Starting at the line containing "I'd really appreciate it if you could find the hillside" and ending at the last of the entries, write those lines out again with "power line" renamed to "electric wire" and nothing else changed.

[Entries from a data source]
○ ○ ○ ○
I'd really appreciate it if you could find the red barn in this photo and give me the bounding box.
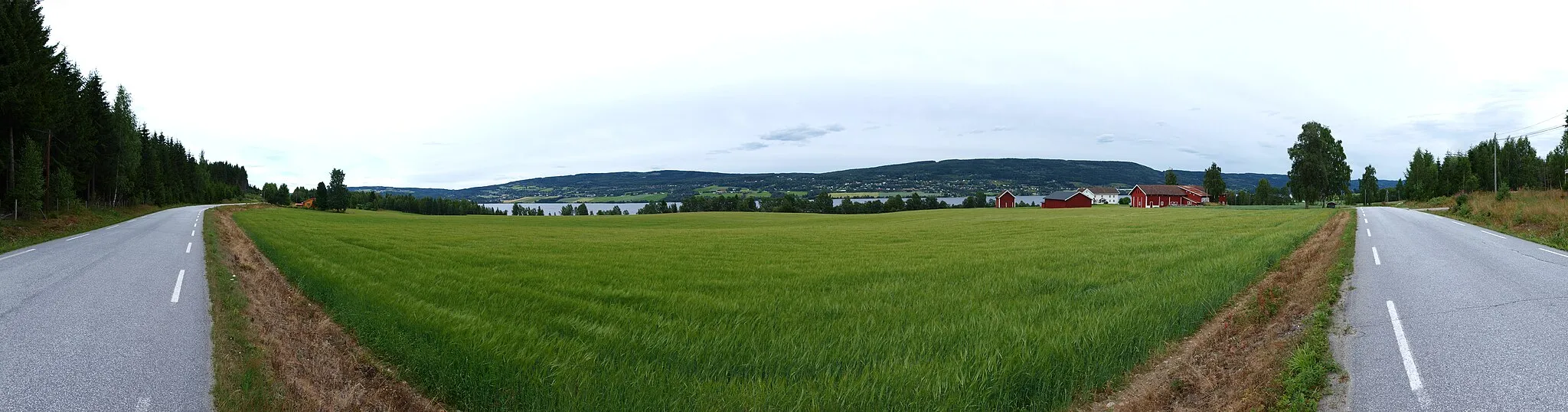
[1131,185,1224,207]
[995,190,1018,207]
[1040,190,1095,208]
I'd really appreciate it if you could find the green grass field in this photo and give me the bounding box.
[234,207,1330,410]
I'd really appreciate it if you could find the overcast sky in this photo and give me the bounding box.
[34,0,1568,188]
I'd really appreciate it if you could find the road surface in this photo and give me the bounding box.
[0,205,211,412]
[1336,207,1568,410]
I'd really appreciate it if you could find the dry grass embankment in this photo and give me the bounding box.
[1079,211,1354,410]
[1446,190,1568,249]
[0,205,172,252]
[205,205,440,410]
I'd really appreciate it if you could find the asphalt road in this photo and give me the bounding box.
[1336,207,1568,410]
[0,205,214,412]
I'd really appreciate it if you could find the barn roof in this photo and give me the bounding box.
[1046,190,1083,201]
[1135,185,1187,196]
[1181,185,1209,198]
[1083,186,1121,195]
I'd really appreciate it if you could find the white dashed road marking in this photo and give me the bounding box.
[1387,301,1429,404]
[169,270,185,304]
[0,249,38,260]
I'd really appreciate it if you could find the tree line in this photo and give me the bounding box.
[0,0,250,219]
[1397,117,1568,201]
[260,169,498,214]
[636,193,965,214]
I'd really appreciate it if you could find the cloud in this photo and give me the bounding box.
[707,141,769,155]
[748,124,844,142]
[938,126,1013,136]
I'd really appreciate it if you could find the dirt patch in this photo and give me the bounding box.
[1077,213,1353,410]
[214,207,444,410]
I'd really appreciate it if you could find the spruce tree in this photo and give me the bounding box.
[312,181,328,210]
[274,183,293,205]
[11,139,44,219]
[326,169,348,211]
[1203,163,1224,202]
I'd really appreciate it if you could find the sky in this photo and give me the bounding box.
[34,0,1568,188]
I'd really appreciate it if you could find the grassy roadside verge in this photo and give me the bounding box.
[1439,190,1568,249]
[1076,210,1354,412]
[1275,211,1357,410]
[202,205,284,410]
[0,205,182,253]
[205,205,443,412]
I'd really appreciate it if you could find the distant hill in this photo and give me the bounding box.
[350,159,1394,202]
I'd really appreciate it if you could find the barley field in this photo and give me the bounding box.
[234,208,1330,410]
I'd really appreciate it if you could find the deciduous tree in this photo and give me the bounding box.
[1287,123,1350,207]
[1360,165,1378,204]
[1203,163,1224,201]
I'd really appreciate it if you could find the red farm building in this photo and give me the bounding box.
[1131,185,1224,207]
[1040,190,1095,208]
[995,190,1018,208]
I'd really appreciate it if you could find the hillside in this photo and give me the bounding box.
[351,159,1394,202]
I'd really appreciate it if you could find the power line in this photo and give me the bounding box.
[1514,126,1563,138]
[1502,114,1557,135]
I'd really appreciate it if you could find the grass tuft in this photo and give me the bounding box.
○ ○ ○ ○
- [Answer for this exercise]
I'd really appreciate it if you could find the hillside in this photo and give me the bounding box.
[351,159,1394,202]
I'd really appreciate it if you could find the electric wire in this photo and give me the bounding box.
[1514,126,1563,138]
[1502,114,1557,135]
I'd really appreciate it if you could find the grass tuft in this photo and give me the bounding box.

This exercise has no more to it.